### Data excerpts
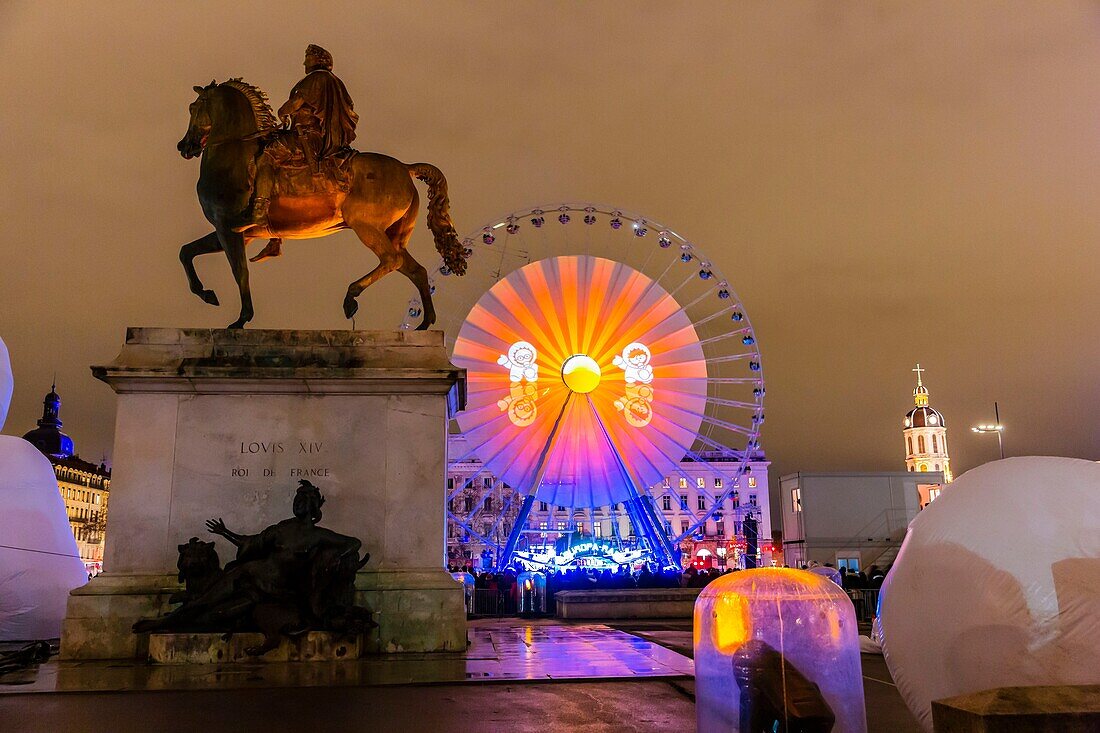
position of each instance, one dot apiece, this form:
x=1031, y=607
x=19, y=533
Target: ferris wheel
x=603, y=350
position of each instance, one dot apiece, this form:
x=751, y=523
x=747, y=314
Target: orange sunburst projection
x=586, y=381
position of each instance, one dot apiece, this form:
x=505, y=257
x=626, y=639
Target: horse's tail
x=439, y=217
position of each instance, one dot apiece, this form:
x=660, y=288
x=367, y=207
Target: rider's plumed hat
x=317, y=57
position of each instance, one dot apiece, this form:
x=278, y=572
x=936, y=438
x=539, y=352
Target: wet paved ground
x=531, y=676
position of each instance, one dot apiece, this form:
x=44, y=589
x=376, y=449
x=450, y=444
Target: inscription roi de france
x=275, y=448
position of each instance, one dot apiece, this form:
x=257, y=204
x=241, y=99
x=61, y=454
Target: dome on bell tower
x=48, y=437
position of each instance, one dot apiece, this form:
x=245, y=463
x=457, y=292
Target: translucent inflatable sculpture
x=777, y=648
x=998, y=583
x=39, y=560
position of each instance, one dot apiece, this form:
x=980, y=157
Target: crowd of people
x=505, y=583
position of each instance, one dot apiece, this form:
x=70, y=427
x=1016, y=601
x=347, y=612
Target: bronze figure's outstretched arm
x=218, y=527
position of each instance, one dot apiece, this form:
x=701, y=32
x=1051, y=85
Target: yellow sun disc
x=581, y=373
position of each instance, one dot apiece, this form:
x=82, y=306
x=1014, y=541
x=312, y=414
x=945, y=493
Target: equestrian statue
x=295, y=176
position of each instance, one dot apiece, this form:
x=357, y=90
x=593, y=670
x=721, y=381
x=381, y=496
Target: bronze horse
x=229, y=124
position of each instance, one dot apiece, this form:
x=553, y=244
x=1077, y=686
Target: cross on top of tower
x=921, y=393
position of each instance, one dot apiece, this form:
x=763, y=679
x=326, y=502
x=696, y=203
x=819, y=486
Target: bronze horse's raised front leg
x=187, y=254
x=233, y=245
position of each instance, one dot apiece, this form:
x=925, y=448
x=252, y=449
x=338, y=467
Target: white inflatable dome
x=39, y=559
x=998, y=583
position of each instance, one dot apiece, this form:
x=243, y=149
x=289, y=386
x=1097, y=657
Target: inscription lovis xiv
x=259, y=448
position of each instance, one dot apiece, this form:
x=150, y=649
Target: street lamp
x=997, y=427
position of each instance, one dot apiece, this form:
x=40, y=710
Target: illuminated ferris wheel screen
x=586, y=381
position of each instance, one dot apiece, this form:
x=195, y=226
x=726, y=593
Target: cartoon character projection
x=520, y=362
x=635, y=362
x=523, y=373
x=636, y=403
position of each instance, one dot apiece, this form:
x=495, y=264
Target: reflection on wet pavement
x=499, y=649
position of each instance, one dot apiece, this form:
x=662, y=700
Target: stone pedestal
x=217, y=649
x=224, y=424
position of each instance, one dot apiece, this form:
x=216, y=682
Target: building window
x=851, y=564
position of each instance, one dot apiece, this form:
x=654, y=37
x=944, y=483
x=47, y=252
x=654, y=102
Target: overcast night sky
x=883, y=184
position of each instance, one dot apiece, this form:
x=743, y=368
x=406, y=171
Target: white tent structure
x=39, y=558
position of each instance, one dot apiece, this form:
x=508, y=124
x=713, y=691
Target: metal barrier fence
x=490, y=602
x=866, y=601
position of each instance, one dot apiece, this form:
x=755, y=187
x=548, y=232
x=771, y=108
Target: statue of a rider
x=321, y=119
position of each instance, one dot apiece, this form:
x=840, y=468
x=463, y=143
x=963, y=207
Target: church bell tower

### Job
Find every line in the rows above that contains the word "rider", and copy each of those lines in full.

### Answer to the exercise
Target: rider's plumed hat
Target: statue of a rider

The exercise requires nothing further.